**Exercise goal**
Start at the line that contains "Target: black t-shirt with putin print" and stop after the line that contains "x=554 y=337". Reproduce only those rows, keeping every line unchanged except the answer coordinates, which you multiply by 1.05 and round to whole numbers, with halves rounded up.

====== Material ======

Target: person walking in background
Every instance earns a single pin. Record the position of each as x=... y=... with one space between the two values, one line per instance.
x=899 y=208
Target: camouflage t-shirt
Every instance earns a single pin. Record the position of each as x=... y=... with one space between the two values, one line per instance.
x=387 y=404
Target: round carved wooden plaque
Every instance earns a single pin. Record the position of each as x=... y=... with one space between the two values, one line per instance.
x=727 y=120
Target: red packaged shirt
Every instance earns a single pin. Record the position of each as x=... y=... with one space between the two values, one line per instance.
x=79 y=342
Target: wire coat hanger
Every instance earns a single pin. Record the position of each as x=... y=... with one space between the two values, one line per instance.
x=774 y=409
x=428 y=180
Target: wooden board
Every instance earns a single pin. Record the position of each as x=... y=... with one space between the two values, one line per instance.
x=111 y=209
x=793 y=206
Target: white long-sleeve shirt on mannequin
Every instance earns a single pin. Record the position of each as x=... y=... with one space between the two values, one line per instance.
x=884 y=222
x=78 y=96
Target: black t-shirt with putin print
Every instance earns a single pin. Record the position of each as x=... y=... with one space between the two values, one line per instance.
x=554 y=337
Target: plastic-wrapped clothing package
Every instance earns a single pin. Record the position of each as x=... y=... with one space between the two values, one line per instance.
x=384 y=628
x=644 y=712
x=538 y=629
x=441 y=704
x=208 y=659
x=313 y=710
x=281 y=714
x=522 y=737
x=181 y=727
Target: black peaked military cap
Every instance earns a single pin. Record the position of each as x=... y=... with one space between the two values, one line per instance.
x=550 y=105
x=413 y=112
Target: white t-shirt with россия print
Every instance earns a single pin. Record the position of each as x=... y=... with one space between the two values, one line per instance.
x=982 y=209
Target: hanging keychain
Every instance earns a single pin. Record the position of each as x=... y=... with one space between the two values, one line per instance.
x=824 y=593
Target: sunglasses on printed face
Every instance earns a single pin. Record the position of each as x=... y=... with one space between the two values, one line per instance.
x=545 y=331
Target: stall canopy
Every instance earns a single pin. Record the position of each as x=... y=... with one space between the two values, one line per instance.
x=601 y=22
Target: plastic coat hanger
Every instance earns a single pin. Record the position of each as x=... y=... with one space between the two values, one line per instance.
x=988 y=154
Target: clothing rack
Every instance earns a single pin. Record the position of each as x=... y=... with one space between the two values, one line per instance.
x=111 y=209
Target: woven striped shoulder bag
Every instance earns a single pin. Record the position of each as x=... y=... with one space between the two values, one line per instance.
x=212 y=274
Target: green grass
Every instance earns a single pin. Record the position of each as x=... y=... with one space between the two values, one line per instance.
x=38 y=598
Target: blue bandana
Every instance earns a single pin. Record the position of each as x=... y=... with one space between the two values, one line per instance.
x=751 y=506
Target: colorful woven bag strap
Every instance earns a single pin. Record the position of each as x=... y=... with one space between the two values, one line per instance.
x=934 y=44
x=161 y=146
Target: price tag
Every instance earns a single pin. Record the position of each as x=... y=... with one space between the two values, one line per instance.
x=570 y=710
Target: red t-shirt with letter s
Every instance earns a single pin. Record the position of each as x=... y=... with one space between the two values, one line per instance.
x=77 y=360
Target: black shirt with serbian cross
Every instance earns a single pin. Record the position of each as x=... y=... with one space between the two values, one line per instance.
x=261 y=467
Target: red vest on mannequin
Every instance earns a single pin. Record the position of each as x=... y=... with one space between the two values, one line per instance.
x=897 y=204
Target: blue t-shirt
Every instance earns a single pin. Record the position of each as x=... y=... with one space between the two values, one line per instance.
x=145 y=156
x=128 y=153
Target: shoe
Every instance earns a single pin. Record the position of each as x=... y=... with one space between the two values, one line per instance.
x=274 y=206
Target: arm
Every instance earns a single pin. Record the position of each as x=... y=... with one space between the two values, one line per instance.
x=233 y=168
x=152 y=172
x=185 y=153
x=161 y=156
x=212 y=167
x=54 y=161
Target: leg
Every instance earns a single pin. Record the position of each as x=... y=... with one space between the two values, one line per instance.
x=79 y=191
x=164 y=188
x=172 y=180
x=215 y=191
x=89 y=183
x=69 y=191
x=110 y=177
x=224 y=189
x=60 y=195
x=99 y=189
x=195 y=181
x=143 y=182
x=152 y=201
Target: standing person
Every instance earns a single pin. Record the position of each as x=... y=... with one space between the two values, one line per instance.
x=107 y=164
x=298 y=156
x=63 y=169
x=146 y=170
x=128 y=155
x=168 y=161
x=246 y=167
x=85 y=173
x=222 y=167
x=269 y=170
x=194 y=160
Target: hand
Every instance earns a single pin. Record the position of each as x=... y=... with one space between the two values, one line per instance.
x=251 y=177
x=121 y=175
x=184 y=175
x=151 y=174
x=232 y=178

======

**Result for this exercise**
Target: black t-shirt with putin print
Every instance earns a single pin. Record the position of each as x=... y=... with one space between the two values, one line per instance.
x=582 y=354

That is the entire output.